#### Records for processing ####

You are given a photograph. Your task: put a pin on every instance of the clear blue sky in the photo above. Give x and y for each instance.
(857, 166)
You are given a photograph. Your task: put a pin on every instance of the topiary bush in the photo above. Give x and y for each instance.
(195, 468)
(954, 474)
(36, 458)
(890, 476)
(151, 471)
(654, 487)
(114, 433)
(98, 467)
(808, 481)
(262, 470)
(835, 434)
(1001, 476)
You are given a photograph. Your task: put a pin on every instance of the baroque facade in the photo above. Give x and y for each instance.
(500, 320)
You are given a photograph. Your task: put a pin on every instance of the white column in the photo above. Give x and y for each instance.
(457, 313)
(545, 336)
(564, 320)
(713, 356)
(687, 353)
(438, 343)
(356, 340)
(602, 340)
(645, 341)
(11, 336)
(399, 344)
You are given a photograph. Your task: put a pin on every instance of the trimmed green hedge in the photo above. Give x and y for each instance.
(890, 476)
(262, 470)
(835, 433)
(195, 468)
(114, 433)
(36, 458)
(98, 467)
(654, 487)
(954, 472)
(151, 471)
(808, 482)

####

Give exactly the lines from the one with "of the baroque" to the end of the entries, nothing before them.

## Answer box
You are given a photograph. Your task: put a pin on every instance of the baroque facade in the photo above. Give x and y for each instance.
(500, 320)
You are given a photograph. Your task: put a pin on every instance of the white column in the photo above. Give x and y for each instance.
(457, 313)
(545, 336)
(564, 320)
(713, 356)
(687, 353)
(438, 343)
(356, 340)
(602, 340)
(645, 341)
(11, 336)
(399, 344)
You are given a photograph. Your task: put a pin on every instance of the trimmed green hedge in the photo above. Give x and y for each instance.
(890, 476)
(262, 470)
(835, 433)
(195, 468)
(114, 433)
(36, 458)
(98, 467)
(654, 487)
(954, 472)
(151, 471)
(808, 482)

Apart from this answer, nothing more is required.